To be done>
Copy every line of the records below, character for character, with nothing changed.

Records to use>
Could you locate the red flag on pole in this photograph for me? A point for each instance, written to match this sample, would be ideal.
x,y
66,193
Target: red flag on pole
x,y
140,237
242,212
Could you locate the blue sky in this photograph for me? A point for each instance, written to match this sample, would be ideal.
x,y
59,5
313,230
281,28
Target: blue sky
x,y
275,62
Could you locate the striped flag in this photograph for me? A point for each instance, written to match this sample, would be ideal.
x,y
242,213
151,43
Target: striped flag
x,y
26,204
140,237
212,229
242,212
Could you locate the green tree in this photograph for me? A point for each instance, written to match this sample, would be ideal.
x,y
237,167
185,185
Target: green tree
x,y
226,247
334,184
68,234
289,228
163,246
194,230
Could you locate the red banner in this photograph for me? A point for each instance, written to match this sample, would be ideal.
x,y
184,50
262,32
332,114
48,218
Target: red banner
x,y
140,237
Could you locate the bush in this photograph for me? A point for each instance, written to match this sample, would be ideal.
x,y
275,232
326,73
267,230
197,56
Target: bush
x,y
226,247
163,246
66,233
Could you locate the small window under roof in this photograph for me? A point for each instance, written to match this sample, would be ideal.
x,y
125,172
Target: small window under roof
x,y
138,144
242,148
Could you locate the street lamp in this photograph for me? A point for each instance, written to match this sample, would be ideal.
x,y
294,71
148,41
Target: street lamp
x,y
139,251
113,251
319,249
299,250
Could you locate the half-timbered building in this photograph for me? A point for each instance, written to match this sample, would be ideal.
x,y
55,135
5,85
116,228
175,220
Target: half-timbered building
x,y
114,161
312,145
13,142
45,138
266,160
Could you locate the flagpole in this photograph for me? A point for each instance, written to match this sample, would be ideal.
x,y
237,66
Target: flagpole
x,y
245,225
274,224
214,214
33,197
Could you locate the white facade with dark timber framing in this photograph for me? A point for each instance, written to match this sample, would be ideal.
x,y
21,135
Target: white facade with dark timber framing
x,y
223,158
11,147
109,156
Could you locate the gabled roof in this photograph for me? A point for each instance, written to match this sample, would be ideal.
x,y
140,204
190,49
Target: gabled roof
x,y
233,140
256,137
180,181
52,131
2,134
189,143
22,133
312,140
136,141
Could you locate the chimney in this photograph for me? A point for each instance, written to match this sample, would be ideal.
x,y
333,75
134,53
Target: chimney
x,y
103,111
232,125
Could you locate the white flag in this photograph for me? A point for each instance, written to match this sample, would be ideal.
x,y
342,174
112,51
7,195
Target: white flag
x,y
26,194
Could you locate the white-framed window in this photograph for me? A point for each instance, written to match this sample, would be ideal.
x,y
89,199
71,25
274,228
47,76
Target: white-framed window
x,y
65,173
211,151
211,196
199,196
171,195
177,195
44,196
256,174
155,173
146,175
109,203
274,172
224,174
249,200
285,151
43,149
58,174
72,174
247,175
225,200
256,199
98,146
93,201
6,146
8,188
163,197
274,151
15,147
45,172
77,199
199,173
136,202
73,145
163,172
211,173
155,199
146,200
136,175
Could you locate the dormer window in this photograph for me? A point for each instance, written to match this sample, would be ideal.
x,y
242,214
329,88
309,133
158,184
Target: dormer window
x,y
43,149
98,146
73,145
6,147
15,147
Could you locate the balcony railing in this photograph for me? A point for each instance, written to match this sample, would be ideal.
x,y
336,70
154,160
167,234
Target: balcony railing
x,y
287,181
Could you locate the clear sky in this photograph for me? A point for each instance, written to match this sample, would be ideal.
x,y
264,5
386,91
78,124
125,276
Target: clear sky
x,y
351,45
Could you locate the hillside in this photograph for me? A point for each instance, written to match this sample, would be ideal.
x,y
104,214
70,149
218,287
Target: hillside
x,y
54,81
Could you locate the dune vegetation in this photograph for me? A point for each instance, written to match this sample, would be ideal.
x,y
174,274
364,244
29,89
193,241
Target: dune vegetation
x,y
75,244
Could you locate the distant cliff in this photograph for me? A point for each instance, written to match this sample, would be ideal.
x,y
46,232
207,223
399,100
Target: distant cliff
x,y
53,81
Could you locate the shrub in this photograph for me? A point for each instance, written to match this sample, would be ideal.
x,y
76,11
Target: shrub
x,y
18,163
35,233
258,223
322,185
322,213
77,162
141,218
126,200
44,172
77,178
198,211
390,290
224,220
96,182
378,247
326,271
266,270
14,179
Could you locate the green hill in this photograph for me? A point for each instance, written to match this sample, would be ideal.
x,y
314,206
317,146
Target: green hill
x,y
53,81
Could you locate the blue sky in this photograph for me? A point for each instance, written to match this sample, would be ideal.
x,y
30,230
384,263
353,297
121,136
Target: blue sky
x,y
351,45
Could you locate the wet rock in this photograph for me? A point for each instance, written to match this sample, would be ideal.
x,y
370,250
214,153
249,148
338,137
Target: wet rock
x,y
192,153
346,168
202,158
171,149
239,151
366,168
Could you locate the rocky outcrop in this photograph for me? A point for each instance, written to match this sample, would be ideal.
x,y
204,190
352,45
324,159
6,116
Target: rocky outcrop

Written response>
Could you locate the red flag on pole in this photograph for me? A point for each instance, written to match this sample, would be ideal.
x,y
66,193
Target: red flag on pole
x,y
140,237
242,212
Could you locate the blue sky in this photograph for me? A point for each instance, written to match this sample, would be ideal.
x,y
59,5
313,230
281,28
Target: blue sky
x,y
275,62
Could you locate the striped flag in this photograph for me? A point for each instance, written to match this sample, would be ideal.
x,y
242,213
151,43
Target: striped flag
x,y
26,204
140,237
212,229
242,212
Could you locate the green tree in this photograph for me? A point for each instance, written to match this sample, would be ideal.
x,y
237,167
185,185
Target: green tree
x,y
226,247
334,184
68,234
289,228
163,246
194,230
Could you locate the red banner in this photograph for me? A point for each instance, written to match this sample, would be ideal.
x,y
184,50
262,32
332,114
48,218
Target: red banner
x,y
140,237
Could you locate the bush in this photograph for me? A point for each instance, written to match this sample, would be ideal.
x,y
275,232
326,73
267,230
197,56
Target: bush
x,y
226,247
163,246
66,233
Could you locate the small window under roof in this photograph for me? A point for each instance, written to match this sample, would be ideal.
x,y
125,172
Target: small window under roof
x,y
138,144
242,148
Could you locate the street lamp in this photograph for me? A point for each instance, written to match this sample, would be ideal.
x,y
294,71
148,41
Target: street lamp
x,y
139,251
113,251
319,249
299,250
Could you locate the half-timbered building in this photograph for me? A point for each instance, written to match this sample, would be ideal.
x,y
55,135
5,85
116,228
175,220
Target: half-timbered building
x,y
114,161
312,145
13,142
45,138
266,160
Could you locate the flagpole in this photograph for me? A point for each instance, written to match this sample, would be ideal.
x,y
237,66
Target: flagpole
x,y
245,225
274,224
214,214
33,197
Could you locate the white facade with dark timber framing in this photograph for me? A point for each instance, written to match this sample, would be ideal.
x,y
21,135
Target: white facade with dark timber framing
x,y
223,158
11,147
109,156
Could you locate the gabled roof in this photograph for me? A point for each instance, written to match this sample, would be ideal.
x,y
140,204
190,49
Target: gabled roof
x,y
233,140
256,137
180,181
52,131
2,134
189,143
22,133
312,140
136,141
Could you locate the chimney in this photograph for me? A point for each instance, written to match this sample, would be ideal.
x,y
333,75
134,53
Target: chimney
x,y
103,111
232,125
Could you locate the white flag in this photograph for me? A point for each instance, written to match this sample, would be ideal.
x,y
342,174
112,51
7,195
Target: white flag
x,y
26,194
Could you locate the white-framed window in this photograph for me? A point for each instance, written to match this sample, would be ideal.
x,y
89,199
71,25
274,228
47,76
Target: white-framed window
x,y
65,173
211,151
211,196
199,196
171,195
177,195
44,196
256,174
155,173
146,175
109,203
274,172
224,174
249,200
285,151
43,149
58,174
72,174
247,175
225,200
256,199
98,146
93,201
6,146
8,188
163,197
274,151
15,147
45,172
77,199
199,173
136,202
73,145
163,172
211,173
155,199
146,200
136,175
Could you locate the dormer window in this photograph for me? A point for each instance, written to match this sample, would be ideal.
x,y
242,214
329,88
309,133
158,184
Target: dormer window
x,y
43,149
98,146
73,145
6,147
15,147
Could you locate the balcony railing in this photograph for me? A point for each instance, written to match this sample, would be ideal.
x,y
336,70
154,160
167,234
Target: balcony railing
x,y
287,181
Could you locate the clear sky in this photograph for me? A point for each instance, written to match this sample, would be ideal.
x,y
264,5
386,91
78,124
125,276
Target: clear sky
x,y
351,45
Could you locate the hillside in this photograph for me? A point for each instance, written to match this sample, would be ideal.
x,y
104,214
70,149
218,287
Target: hillside
x,y
54,81
Could you locate the dune vegetation in this photograph for me? A point for each instance, written to match this sample, would be ideal.
x,y
174,274
364,244
29,89
193,241
Target: dune vegetation
x,y
75,244
Could you locate the distant cliff in this photograph for me? A point for each instance, written to match this sample, would be ideal.
x,y
46,232
207,223
399,100
Target: distant cliff
x,y
53,81
Could you locate the shrub in this photograph for me? A point for each instance, written to match this sample, would be ideal.
x,y
76,11
Target: shrub
x,y
18,163
35,233
258,223
322,185
322,213
77,162
141,218
126,200
44,172
77,178
198,211
390,290
224,220
96,182
378,247
326,271
266,270
14,179
Could you locate the green hill in this photograph for me? A point for each instance, written to match this sample, would be ideal.
x,y
314,206
317,146
Target: green hill
x,y
53,81
Could you locate the blue sky in this photograph for me? A point for each instance, written to match this sample, would be ideal.
x,y
30,230
384,263
353,297
121,136
Target: blue sky
x,y
351,45
Could you locate the wet rock in this photograph for me? A point for each instance, written to match this sample, would be ideal.
x,y
370,250
214,153
249,148
338,137
Target: wet rock
x,y
192,153
346,168
202,158
171,149
239,151
366,168
Could you locate the rocky outcrop in this photograph for me? A point for each instance, written to match this sample, would be ideal.
x,y
204,190
352,45
324,159
6,116
Target: rocky outcrop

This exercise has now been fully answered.